Exercise directions ▸ Identify each line in the items below that contains the word "place" and copy that line in full.

Items ▸
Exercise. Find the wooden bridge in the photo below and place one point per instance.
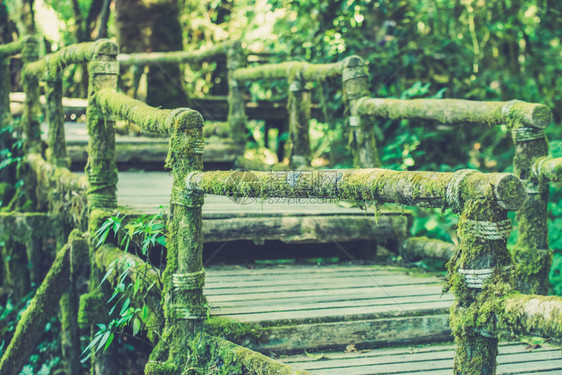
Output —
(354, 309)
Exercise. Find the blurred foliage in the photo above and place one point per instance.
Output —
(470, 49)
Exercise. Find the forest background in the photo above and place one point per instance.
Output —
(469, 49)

---

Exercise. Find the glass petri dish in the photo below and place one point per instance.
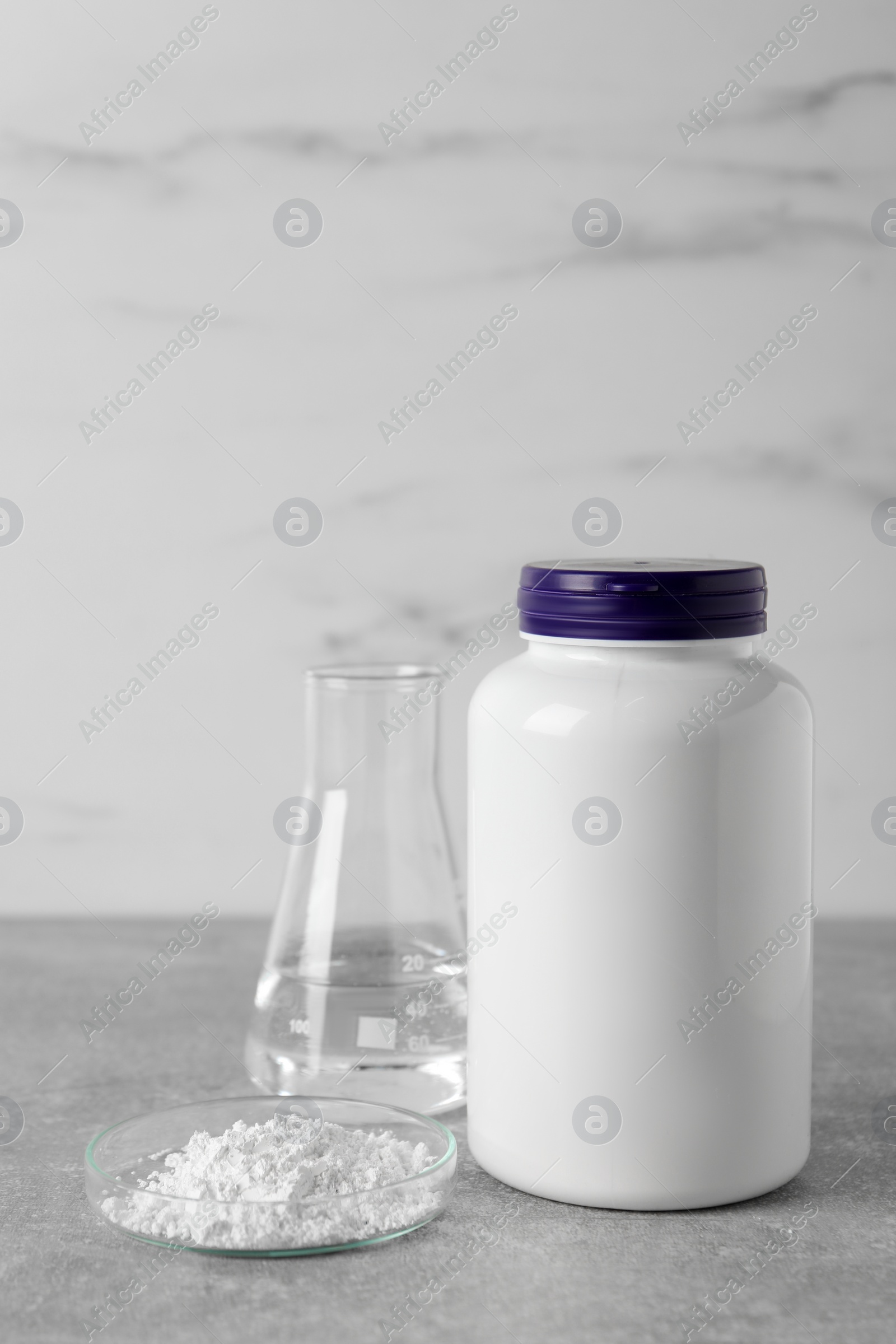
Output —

Solution to the exercise ▸
Exercise. Find the wooden bridge in the photo below and place one point per instance.
Exercise. Find the blurred foliage in the photo above and place one point per instance.
Exercise. Find the forest background in the photo above and place one point per instance.
Exercise. Find the glass petri dish in the photo below and place one point per instance.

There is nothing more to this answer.